§ **WRITTEN TASK A**
Rewrite the rows from the first one through the line containing "[438,222,446,236]", replacing "treeline" with "tree line" and keeping everything else the same. Leave the pictures out of your answer.

By chronicling every trade, including why it is on, what the expectations are for every factor I see influencing it (and me) over time, what my plan of action is, reasons it's unlikely to work out in the end, and updating it all as the trade progresses, I am effectively creating game film that can be reviewed and critiqued, objectively and without emotion. Particularly when I'm experiencing a period of poor performance, I can remain unbiased, to continue seeing things clearly so that I don't compound a bad turn of events with bad decisions. Whereas many are likely to ease up on the critical analysis when they're doing well, it is equally important to recognize when good luck is raining down on you, to remain alert, disciplined, and yes, unbiased in that very vulnerable moment.

One of the other benefits of video analysis in the sporting world is identifying tendencies that are likely to result in injury over time. Without a thorough analysis of those potentially damaging tendencies, athletes, particularly those with a strong work ethic, who tirelessly practice their swing, over and over again, are at great risk. The same could be said for professional investors. What tendencies do you have that, in times of stress, you spend more time on that may actually put you at greater risk?

Asking the Right Questions

Richard Cantrell is a 48‐year‐old institutional investment manager. His teenage daughter, Jessica, is going to a concert with her friends tonight. They are a large group so will be traveling in two cars, one driven by 19‐year‐old Todd and the other by his 16‐year‐old brother, Bobby. Naturally, Richard is concerned about his daughter's safety, so he wants to be sure she will be in the car with the better driver. Luckily, the other kids are being dropped off at Richard's house and the whole group will leave from there, giving him an opportunity to have a conversation with the brothers before she leaves.

Todd is home from college for the weekend. He's a freshman studying finance at Richard's alma mater and even joined his old fraternity. He's driving a five‐year‐old Volvo that looks like it just came off the showroom floor. His younger brother, Bobby, isn't sure which college he wants to attend. At the moment he's more concerned about his new Ford Mustang, which is going to the body shop tomorrow for repairs. Apparently, “some old lady” wasn't paying attention when she backed out of her parking spot and clipped the back corner of his car. Neither of the boys has received a traffic violation, or at least neither was willing to admit it to Richard. They are both clean cut, well spoken and would never think of drinking and driving. If it came to it, which “it most certainly will not,” they would call their father to pick them all up rather than drive while intoxicated.

Based on the information gleaned during his investigation, with whom would you have wanted your daughter to ride?

Well, Todd is older, making him a more experienced driver, not to mention he drives a car commonly associated with safety, which also happens to be in pristine condition. He is following the same life path as Richard, so naturally he assumes Todd is likely to approach other decisions in a way that is consistent with his own as well. Although it's possible young Bobby is telling the truth about the old lady, Richard has yet to meet a teenager who ever thought anything was their fault, so he treats Bobby's story with a grain of salt. Plus, Mustangs are muscle cars and we all know what type of driver is attracted to that kind of power. Richard is the analytical type. He doesn't like to rush to judgment, but given the information available he would rather be safe than sorry, so despite her protests, he insists that his daughter ride with Todd, or not at all. She promised to abide by his wish.

§ **SUPPLIED RECORDS**
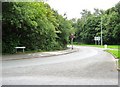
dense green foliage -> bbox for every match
[2,2,72,53]
[75,2,120,44]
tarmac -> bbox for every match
[2,47,78,61]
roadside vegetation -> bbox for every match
[2,2,120,54]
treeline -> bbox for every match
[73,2,120,44]
[2,2,73,53]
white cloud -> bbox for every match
[47,0,119,19]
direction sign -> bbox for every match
[94,37,100,41]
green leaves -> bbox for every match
[75,2,120,44]
[2,2,72,53]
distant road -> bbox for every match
[3,46,118,85]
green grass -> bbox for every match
[107,50,120,59]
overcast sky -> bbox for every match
[47,0,120,19]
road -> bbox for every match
[2,46,118,85]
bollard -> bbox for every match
[104,44,107,49]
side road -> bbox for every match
[2,48,78,61]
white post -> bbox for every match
[71,38,73,49]
[101,17,103,46]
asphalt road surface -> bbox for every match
[2,46,118,85]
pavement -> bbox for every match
[2,46,118,85]
[2,46,79,61]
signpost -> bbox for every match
[70,34,75,49]
[94,37,101,45]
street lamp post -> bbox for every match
[101,17,103,46]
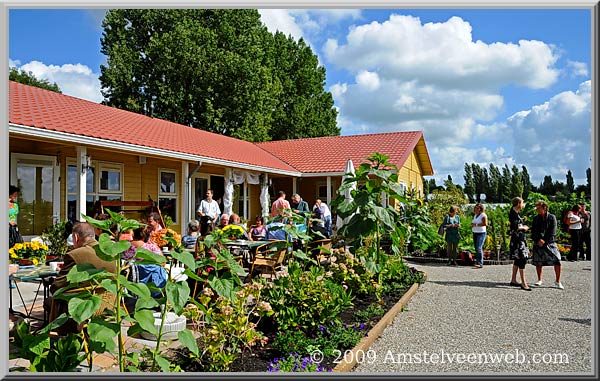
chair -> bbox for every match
[248,240,288,279]
[307,239,332,266]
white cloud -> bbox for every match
[507,81,592,184]
[567,60,588,77]
[356,70,379,91]
[323,14,559,90]
[13,61,103,103]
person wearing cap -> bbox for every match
[181,220,200,249]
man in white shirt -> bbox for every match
[196,189,221,235]
[313,199,333,237]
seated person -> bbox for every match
[217,214,229,229]
[44,222,117,332]
[250,216,267,241]
[266,221,292,241]
[308,220,329,240]
[181,220,200,249]
[221,213,248,239]
[123,226,168,296]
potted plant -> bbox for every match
[8,241,48,266]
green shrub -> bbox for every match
[263,261,352,330]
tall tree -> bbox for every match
[565,169,575,194]
[540,175,556,196]
[464,163,475,201]
[488,163,502,202]
[8,67,62,94]
[521,165,533,200]
[269,32,340,140]
[471,163,483,202]
[100,9,339,141]
[510,165,523,198]
[444,175,456,190]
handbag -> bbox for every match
[438,216,448,237]
[438,222,446,236]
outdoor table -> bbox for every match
[8,264,58,324]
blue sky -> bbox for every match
[9,9,592,185]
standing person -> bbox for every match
[471,203,487,269]
[567,205,583,262]
[196,189,221,236]
[290,193,310,217]
[444,205,460,266]
[579,202,592,261]
[148,212,163,232]
[8,185,23,249]
[271,191,291,217]
[250,216,267,241]
[508,197,531,291]
[531,200,564,290]
[313,198,332,237]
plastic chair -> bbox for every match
[307,239,332,266]
[248,240,288,279]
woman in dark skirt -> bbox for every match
[531,201,564,290]
[508,197,531,291]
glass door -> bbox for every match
[11,154,60,238]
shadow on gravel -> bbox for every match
[427,280,521,290]
[558,318,592,325]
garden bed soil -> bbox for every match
[162,268,416,372]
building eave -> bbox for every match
[8,123,302,177]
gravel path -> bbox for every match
[354,261,592,374]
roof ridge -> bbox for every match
[254,130,423,145]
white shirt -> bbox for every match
[319,202,331,217]
[471,213,487,233]
[198,200,221,220]
[567,212,581,230]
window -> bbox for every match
[317,183,335,202]
[67,159,123,221]
[158,170,177,223]
[232,183,248,219]
[400,181,408,196]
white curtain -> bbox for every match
[233,169,260,185]
[336,159,356,229]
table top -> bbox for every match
[10,264,58,281]
[225,239,269,248]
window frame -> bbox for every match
[157,168,179,225]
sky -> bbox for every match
[9,9,592,189]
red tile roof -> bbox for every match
[9,81,297,173]
[256,131,433,176]
[9,81,433,176]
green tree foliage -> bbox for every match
[510,165,523,197]
[566,169,575,194]
[100,9,339,141]
[539,175,556,195]
[8,67,62,94]
[269,32,340,140]
[464,163,475,200]
[488,163,502,202]
[521,165,533,200]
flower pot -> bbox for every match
[19,258,33,266]
[141,312,187,341]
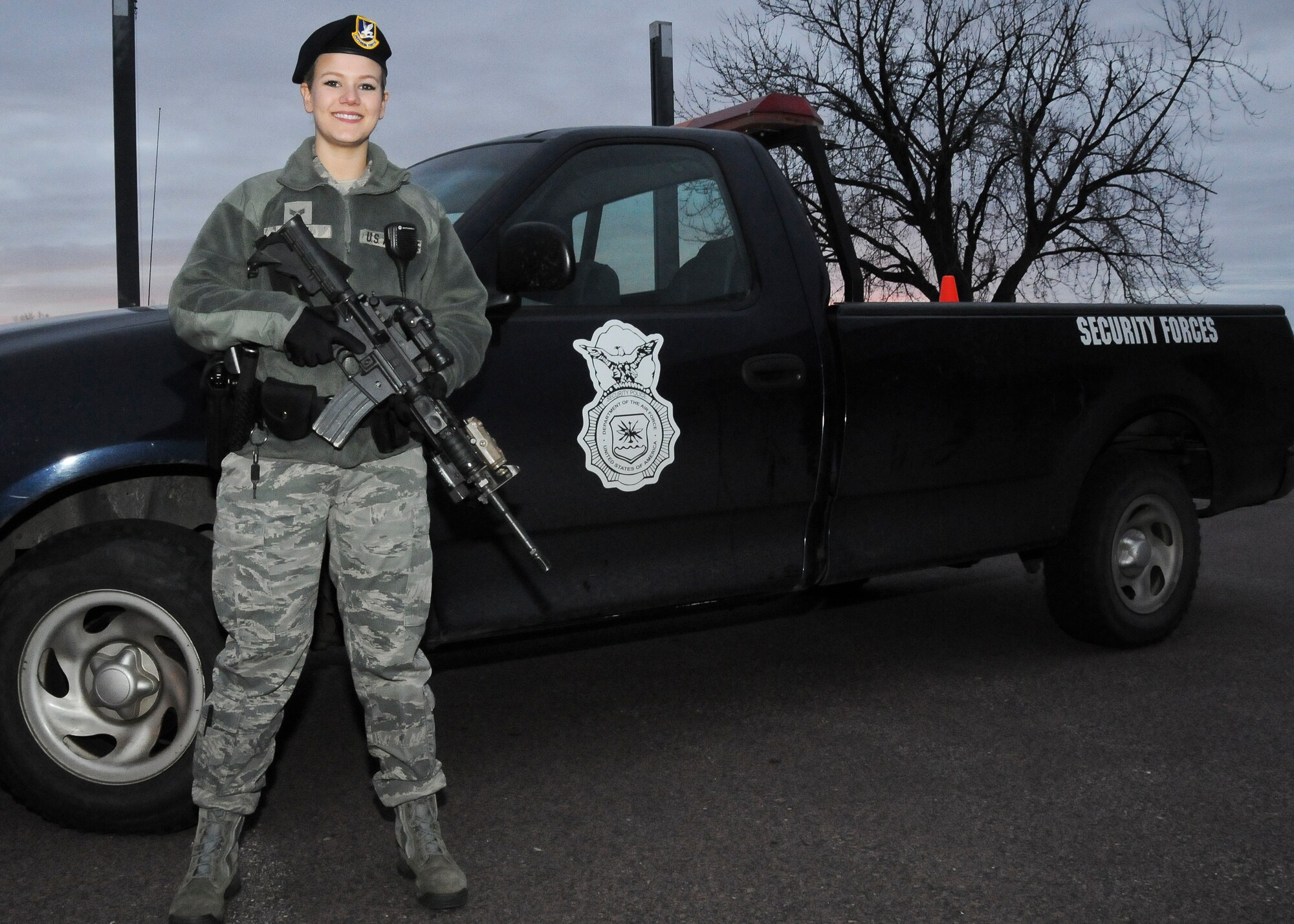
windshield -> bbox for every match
[409,141,536,221]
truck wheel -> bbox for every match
[1044,452,1200,647]
[0,520,223,832]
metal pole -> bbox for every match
[113,0,140,308]
[650,21,674,126]
[648,22,678,289]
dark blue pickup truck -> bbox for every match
[7,97,1294,831]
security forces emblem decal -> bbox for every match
[572,321,678,490]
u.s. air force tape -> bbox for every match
[1075,314,1218,347]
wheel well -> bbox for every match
[0,466,216,575]
[1102,410,1214,500]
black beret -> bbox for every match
[292,16,391,83]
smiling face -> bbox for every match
[302,52,389,150]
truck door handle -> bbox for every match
[741,353,805,391]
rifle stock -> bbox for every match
[247,215,550,571]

§ **WRITTEN TASK B**
Copy the investing passage word for word from "Richard Cantrell is" to "before she leaves.".

§ **ANSWER A**
dense green foliage -> bbox for every match
[2,2,72,53]
[75,2,120,44]
tarmac -> bbox for every match
[2,47,78,61]
roadside vegetation -> bbox for every match
[2,2,120,54]
tree line -> bbox for every match
[73,2,120,44]
[2,2,73,53]
white cloud -> bbox for every match
[47,0,119,19]
direction sign -> bbox for every match
[94,37,100,41]
green leaves -> bbox for every match
[75,2,120,44]
[2,2,72,53]
distant road -> bbox for every match
[3,46,118,85]
green grass -> bbox for every match
[107,50,120,59]
overcast sky -> bbox for every match
[47,0,120,19]
road -> bbox for every match
[2,46,118,85]
bollard -> bbox for every match
[104,44,107,49]
side road -> bbox for every match
[2,48,78,61]
white post -> bbox for every match
[71,38,73,49]
[101,17,103,46]
asphalt road surface -> bbox for every match
[2,46,118,85]
pavement -> bbox for every match
[2,46,118,85]
[2,46,79,61]
signpost -> bbox for every match
[70,34,75,49]
[94,37,101,45]
street lamp post -> bbox for every match
[101,17,103,46]
chair -> bbox for every match
[248,240,288,279]
[307,239,332,266]
white cloud -> bbox for every match
[507,81,592,184]
[567,60,588,77]
[356,70,379,91]
[323,14,559,90]
[13,61,103,103]
person wearing cap -> bbox for every match
[181,220,200,249]
man in white shirt -> bbox for every match
[196,189,221,235]
[313,199,333,237]
seated person -> bbox for every match
[217,214,229,229]
[44,222,117,332]
[250,216,267,241]
[266,221,292,241]
[308,220,329,240]
[181,220,200,249]
[221,213,248,239]
[123,226,168,296]
potted plant -> bbox for every match
[8,241,48,266]
green shrub -> bbox for every match
[263,261,352,330]
tall tree -> bbox for every match
[565,169,575,194]
[540,175,556,196]
[464,163,475,201]
[488,163,502,202]
[8,67,62,94]
[521,165,533,200]
[269,32,340,140]
[471,163,483,202]
[100,9,339,141]
[510,165,523,198]
[444,175,456,190]
handbag -> bbox for every match
[438,216,448,237]
[438,222,446,236]

§ **ANSWER B**
Richard Cantrell is a 48‐year‐old institutional investment manager. His teenage daughter, Jessica, is going to a concert with her friends tonight. They are a large group so will be traveling in two cars, one driven by 19‐year‐old Todd and the other by his 16‐year‐old brother, Bobby. Naturally, Richard is concerned about his daughter's safety, so he wants to be sure she will be in the car with the better driver. Luckily, the other kids are being dropped off at Richard's house and the whole group will leave from there, giving him an opportunity to have a conversation with the brothers before she leaves.